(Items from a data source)
● ● ● ●
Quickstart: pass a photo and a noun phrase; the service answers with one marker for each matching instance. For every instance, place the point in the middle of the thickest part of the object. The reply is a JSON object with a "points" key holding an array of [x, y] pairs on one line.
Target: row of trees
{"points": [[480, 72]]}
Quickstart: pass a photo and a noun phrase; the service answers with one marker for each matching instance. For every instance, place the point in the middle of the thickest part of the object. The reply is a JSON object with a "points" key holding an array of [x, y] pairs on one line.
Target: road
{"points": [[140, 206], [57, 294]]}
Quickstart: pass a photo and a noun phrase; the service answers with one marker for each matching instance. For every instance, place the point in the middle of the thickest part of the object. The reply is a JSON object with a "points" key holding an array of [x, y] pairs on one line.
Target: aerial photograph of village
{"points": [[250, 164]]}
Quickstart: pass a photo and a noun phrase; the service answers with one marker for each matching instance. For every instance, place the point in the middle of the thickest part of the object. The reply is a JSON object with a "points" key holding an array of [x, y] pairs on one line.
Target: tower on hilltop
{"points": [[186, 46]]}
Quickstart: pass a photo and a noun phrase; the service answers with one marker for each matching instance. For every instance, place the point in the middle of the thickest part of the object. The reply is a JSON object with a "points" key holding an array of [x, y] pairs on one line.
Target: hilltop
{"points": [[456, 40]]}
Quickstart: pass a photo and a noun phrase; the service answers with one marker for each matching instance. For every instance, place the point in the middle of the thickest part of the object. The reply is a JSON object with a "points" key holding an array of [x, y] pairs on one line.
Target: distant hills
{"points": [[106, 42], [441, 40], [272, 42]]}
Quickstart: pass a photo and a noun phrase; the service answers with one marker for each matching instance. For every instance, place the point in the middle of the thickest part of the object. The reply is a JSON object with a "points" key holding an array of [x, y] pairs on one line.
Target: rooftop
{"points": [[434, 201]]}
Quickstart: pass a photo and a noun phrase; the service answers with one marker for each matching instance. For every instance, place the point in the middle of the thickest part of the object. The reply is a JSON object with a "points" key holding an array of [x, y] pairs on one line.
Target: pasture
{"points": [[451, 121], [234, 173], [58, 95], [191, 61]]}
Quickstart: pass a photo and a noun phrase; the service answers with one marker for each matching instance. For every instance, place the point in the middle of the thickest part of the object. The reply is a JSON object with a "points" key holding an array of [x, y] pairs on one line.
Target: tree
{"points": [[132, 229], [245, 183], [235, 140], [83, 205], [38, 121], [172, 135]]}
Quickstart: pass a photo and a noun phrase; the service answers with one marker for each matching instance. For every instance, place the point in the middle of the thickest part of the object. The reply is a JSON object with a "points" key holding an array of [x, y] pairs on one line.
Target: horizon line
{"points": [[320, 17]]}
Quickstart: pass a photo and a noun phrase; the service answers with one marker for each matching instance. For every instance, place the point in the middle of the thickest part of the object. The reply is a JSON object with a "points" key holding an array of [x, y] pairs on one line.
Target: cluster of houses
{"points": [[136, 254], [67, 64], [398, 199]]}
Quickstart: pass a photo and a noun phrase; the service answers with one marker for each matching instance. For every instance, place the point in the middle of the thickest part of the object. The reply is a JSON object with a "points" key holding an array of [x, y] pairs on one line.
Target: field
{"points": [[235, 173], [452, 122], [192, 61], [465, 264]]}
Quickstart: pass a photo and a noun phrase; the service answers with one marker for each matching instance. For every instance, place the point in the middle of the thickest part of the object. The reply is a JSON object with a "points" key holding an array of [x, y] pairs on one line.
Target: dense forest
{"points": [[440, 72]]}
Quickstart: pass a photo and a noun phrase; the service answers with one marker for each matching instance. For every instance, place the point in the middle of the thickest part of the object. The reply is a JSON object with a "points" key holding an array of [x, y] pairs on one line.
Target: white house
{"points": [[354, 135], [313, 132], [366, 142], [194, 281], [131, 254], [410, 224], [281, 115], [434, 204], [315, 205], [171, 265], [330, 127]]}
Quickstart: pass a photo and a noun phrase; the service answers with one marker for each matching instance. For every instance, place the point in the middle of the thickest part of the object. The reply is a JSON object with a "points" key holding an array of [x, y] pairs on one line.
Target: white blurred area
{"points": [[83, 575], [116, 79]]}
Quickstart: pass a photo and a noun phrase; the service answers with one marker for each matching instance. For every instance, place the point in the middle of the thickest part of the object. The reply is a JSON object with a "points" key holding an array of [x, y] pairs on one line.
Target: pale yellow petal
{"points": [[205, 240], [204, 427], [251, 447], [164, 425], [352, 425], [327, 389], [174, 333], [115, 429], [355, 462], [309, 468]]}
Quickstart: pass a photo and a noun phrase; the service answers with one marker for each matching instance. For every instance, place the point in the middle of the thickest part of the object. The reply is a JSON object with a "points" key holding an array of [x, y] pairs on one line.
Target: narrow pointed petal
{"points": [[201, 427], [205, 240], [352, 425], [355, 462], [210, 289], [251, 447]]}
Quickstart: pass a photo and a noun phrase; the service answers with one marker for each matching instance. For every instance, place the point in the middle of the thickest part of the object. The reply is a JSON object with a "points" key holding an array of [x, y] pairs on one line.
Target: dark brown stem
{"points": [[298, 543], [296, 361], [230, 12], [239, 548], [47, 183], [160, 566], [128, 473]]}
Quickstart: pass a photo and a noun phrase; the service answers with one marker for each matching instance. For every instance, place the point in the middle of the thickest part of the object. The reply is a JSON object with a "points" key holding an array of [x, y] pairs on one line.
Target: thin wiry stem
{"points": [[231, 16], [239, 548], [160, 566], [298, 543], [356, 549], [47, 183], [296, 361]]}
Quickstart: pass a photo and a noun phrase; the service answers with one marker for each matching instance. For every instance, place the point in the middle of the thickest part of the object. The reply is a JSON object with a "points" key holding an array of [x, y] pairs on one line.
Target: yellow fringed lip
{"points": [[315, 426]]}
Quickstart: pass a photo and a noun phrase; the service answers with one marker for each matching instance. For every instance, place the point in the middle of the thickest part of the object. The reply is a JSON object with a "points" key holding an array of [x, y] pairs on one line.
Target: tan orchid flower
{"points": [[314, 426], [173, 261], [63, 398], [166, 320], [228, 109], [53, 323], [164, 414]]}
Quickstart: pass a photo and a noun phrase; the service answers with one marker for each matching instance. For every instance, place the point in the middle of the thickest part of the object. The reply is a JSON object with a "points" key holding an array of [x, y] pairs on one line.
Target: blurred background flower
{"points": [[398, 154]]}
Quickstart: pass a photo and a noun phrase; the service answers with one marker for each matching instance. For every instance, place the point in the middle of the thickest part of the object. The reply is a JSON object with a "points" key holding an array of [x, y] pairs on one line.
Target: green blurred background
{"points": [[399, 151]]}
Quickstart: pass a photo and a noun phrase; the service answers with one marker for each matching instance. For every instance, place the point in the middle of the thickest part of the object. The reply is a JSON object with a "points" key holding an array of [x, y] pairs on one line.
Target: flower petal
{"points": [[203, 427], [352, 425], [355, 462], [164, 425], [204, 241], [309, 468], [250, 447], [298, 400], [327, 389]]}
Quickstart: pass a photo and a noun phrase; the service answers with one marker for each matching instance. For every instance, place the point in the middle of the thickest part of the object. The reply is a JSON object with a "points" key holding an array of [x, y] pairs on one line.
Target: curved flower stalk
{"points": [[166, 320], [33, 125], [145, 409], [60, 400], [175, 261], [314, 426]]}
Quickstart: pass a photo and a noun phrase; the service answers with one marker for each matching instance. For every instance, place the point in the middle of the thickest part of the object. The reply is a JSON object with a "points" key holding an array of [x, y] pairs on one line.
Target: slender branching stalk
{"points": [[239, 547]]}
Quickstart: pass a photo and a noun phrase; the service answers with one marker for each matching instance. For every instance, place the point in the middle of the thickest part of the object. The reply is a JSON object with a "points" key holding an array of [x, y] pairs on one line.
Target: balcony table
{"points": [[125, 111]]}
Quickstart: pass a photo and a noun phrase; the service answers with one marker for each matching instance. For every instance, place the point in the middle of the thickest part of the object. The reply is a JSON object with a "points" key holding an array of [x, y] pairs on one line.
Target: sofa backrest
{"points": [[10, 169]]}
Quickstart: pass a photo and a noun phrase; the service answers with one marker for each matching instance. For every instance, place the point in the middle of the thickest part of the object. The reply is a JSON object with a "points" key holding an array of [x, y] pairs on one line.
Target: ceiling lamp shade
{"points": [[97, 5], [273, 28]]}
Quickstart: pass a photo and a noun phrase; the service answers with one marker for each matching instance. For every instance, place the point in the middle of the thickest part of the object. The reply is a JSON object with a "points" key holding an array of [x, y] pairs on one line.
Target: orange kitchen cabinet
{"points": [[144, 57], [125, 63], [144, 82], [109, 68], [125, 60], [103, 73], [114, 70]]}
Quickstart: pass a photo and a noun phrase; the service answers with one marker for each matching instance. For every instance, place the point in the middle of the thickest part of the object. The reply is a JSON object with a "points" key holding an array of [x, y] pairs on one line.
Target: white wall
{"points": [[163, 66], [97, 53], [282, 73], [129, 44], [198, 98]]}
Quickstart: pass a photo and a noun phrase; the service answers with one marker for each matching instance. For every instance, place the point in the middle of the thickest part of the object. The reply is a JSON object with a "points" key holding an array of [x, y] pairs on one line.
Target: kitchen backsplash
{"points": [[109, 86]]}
● ● ● ●
_WHAT THIS TASK INVOLVES_. Write out, exactly as they appear, the lines from the one containing "Target: ceiling lamp shade" through the last line of the records above, both included, and nothing more.

_WRITTEN ANSWER_.
Target: ceiling lamp shade
{"points": [[97, 5], [273, 28]]}
Quickstart: pass a photo and a noun phrase; the service answers with one marker for each matching instance. For every instance, place the point in the middle of the thickest part of the object. The reply is a JSON object with a "points" key holding an array of [x, y] pairs on one line.
Target: orange kitchen cabinet
{"points": [[144, 57], [125, 63], [144, 82], [109, 68], [125, 60], [103, 73], [114, 70]]}
Quickstart: pass a photo and a noun phrase; the service answers with one marker for each matching instance. For every instance, place the point in the middle of the thickest part of the object. The reply is a JSON object with a "points" key holding an array of [x, y] pairs on one line.
Target: white wall
{"points": [[163, 66], [97, 53], [282, 73], [129, 44], [198, 98]]}
Quickstart: pass a photo and a noun phrase; the service answers with one marker for each matching instance. For every instance, place the point in the middle of the thickest part of the object. The reply is a JSON object with a "points" key holding an array of [x, y] pairs on one line.
Target: kitchen backsplash
{"points": [[109, 86]]}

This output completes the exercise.